[Image point grounding data]
● ● ●
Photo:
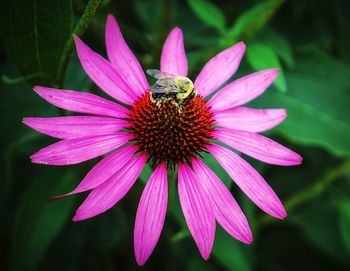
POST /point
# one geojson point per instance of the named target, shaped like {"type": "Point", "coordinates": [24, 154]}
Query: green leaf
{"type": "Point", "coordinates": [251, 21]}
{"type": "Point", "coordinates": [261, 57]}
{"type": "Point", "coordinates": [34, 34]}
{"type": "Point", "coordinates": [208, 13]}
{"type": "Point", "coordinates": [38, 221]}
{"type": "Point", "coordinates": [280, 46]}
{"type": "Point", "coordinates": [317, 103]}
{"type": "Point", "coordinates": [319, 220]}
{"type": "Point", "coordinates": [344, 221]}
{"type": "Point", "coordinates": [230, 253]}
{"type": "Point", "coordinates": [243, 22]}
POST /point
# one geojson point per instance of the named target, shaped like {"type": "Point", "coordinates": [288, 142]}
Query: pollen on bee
{"type": "Point", "coordinates": [168, 134]}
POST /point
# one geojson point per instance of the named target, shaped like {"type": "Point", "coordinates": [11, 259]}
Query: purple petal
{"type": "Point", "coordinates": [258, 147]}
{"type": "Point", "coordinates": [242, 90]}
{"type": "Point", "coordinates": [219, 69]}
{"type": "Point", "coordinates": [103, 170]}
{"type": "Point", "coordinates": [249, 180]}
{"type": "Point", "coordinates": [197, 210]}
{"type": "Point", "coordinates": [103, 74]}
{"type": "Point", "coordinates": [123, 60]}
{"type": "Point", "coordinates": [173, 59]}
{"type": "Point", "coordinates": [75, 126]}
{"type": "Point", "coordinates": [77, 150]}
{"type": "Point", "coordinates": [250, 119]}
{"type": "Point", "coordinates": [226, 209]}
{"type": "Point", "coordinates": [150, 214]}
{"type": "Point", "coordinates": [111, 191]}
{"type": "Point", "coordinates": [81, 102]}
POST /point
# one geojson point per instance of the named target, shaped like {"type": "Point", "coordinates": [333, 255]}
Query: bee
{"type": "Point", "coordinates": [171, 87]}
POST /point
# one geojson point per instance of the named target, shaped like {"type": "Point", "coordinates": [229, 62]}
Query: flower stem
{"type": "Point", "coordinates": [88, 14]}
{"type": "Point", "coordinates": [314, 190]}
● ● ●
ASSIGNED TASK:
Print all records verbatim, excluding pictures.

EXERCISE RESULT:
Photo:
POST /point
# one geojson point per instance of the named target, shaped like {"type": "Point", "coordinates": [24, 154]}
Query: green leaf
{"type": "Point", "coordinates": [251, 21]}
{"type": "Point", "coordinates": [261, 57]}
{"type": "Point", "coordinates": [34, 34]}
{"type": "Point", "coordinates": [208, 13]}
{"type": "Point", "coordinates": [38, 221]}
{"type": "Point", "coordinates": [280, 46]}
{"type": "Point", "coordinates": [317, 103]}
{"type": "Point", "coordinates": [319, 220]}
{"type": "Point", "coordinates": [344, 221]}
{"type": "Point", "coordinates": [230, 253]}
{"type": "Point", "coordinates": [243, 22]}
POST /point
# one geojson point per instance of the named target, shaped like {"type": "Point", "coordinates": [288, 142]}
Query: pollen on bee
{"type": "Point", "coordinates": [168, 134]}
POST /point
# one geojson point per instance of the named target, shaped like {"type": "Point", "coordinates": [11, 259]}
Query: purple petal
{"type": "Point", "coordinates": [258, 147]}
{"type": "Point", "coordinates": [242, 90]}
{"type": "Point", "coordinates": [219, 69]}
{"type": "Point", "coordinates": [103, 170]}
{"type": "Point", "coordinates": [249, 180]}
{"type": "Point", "coordinates": [197, 210]}
{"type": "Point", "coordinates": [103, 74]}
{"type": "Point", "coordinates": [123, 60]}
{"type": "Point", "coordinates": [173, 59]}
{"type": "Point", "coordinates": [75, 126]}
{"type": "Point", "coordinates": [77, 150]}
{"type": "Point", "coordinates": [250, 119]}
{"type": "Point", "coordinates": [226, 209]}
{"type": "Point", "coordinates": [150, 214]}
{"type": "Point", "coordinates": [111, 191]}
{"type": "Point", "coordinates": [81, 102]}
POST /point
# one geojson point per instance of the named target, shaped like {"type": "Point", "coordinates": [333, 255]}
Query: bee
{"type": "Point", "coordinates": [171, 87]}
POST /point
# one geojson point per instance of the named target, shaped like {"type": "Point", "coordinates": [229, 62]}
Query: flower stem
{"type": "Point", "coordinates": [88, 14]}
{"type": "Point", "coordinates": [314, 190]}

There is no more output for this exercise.